■ **Work to be completed**
Substitute "Could you" for "Might you" throughout the rows below, and reproduce them otherwise unchanged, omitting the pictures.

----------

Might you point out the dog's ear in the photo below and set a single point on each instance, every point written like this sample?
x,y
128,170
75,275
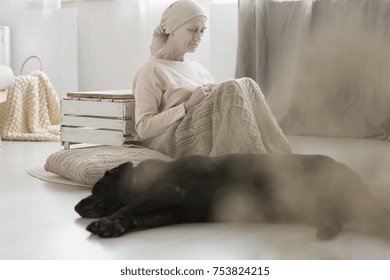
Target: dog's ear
x,y
128,164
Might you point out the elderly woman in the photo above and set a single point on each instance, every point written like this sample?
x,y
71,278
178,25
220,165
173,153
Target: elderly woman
x,y
180,111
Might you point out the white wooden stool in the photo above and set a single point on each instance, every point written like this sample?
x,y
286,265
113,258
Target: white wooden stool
x,y
3,98
105,118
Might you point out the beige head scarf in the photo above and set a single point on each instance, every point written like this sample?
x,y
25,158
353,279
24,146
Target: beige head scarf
x,y
173,17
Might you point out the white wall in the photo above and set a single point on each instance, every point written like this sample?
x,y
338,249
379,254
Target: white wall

----------

■ **The result**
Could you point out the dog's ear in the photo below and set a single point on each instance, every point written like this sample?
x,y
128,170
75,275
Target: dog's ear
x,y
128,164
Could you point out the elderly woman in the photo above and set a single point on each instance, every point written like this sample?
x,y
71,278
178,25
220,165
173,153
Target: elderly woman
x,y
180,111
Could you point out the white wooden stool in the photo above and set a single point on each instance, every point written like this sample?
x,y
286,265
113,258
Target: white wooden stool
x,y
3,98
105,118
Could you point out the beige head scarf in the photo above and set a single point on each instance, every point written like this sample?
x,y
25,158
353,279
24,146
Target: beige head scarf
x,y
173,17
Could you point out the white wall in the photo above and set a single point on each instance, every point written like this sample?
x,y
338,249
379,254
Target: white wall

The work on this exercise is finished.